## SOURCE PASSAGE:
Indiana’s public schools would be allowed to teach creationism in science classes under a bill endorsed Wednesday by a state Senate committee.

The Senate Education Committee voted 8-2 in favor of the bill despite experts and some senators saying teaching creationism likely would be ruled unconstitutional if challenged in court.

Committee Chairman Dennis Kruse, R-Auburn, said he sponsored the bill because he believes creationism should be taught among the theories on the development of life and that the proposal wouldn’t force any changes in schools teaching evolution.

Sen. Kruse claims there is more than one “theory on the development of life.” What he does not understand — or perhaps he does, and is simply lying — is that science has only one such theory: Evolution. All of the other “theories” that have been posited, including Creationism, are not scientific and thus do not belong in a science classroom. Kruse is appealing to the “teach the controversy” notion, which is invalid, because in science, there is no controversy about evolution; no more of a “controversy” about it, than there is about whether the sky is blue, water is wet, or 2+2=4. To claim there is one, and then use that supposed “controversy” as an excuse to present non-scientific alternatives, is disingenuous. Really, evolution is both a theory and a fact, and it is currently the only scientific explanation for the development of life. Militant Christians like the senator may not like that, but it’s true, and no amount of stamping their feet, thumping Bibles, or screeching and wailing about the evils of “Darwinism” (whatever that is) can ever change it.

## COLLECTED DATA:
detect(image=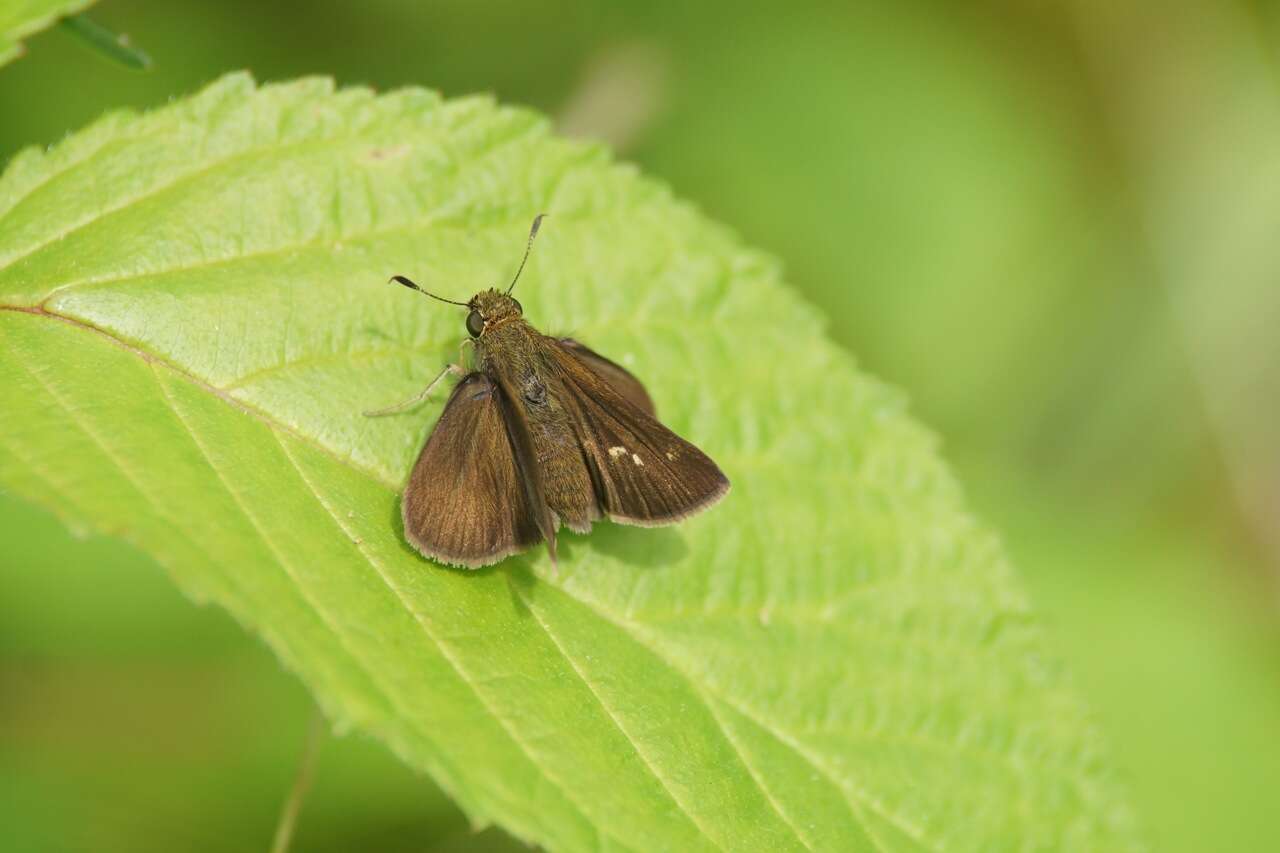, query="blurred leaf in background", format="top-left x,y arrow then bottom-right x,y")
0,0 -> 1280,850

## EXERCISE DIRECTIONS:
Write the next part of the text about the Indiana creationism bill, beginning right after its final sentence. The material above is unrelated to the Indiana creationism bill text.

## OUTPUT FOR THIS EXERCISE:
That the bill is written so it “permits” school districts to “opt in” to teaching Creationism, is already being used an evasion of responsibility by its supporters:

“This is a local option and the local school board decides,” Kruse said.

There, you see? Kruse is not, himself, explicitly “making” anyone teach Creationism. If it’s taught anywhere, it will solely be on the heads of local school boards … he’s staying out of it. I’m sure he sees this as politically convenient, but this is a transparant dodge; there will no doubt be plenty of school boards in a red state like Indiana where the local communities are Christianist enough that they’ll apply pressure to teach evolution. And Kruse is counting on that, I’m sure.

What these Christofascists don’t care about that Creationism has already been forbidden to be taught in public schools by the U.S. Supreme Court, for example in Epperson v. Arkansas (1968), among other cases. It’s possible they’re hoping to revisit one or more of these decisions and have the current religionist-majority Supreme Court overturn them, but my guess is that’s not going to happen — even if they think it will. (This is another example of the Christianists’ delusional reasoning.)

Hat tip: Mark at Skeptics & Heretics Forum on Delphi Forums.

Photo credit: Wikimedia Commons.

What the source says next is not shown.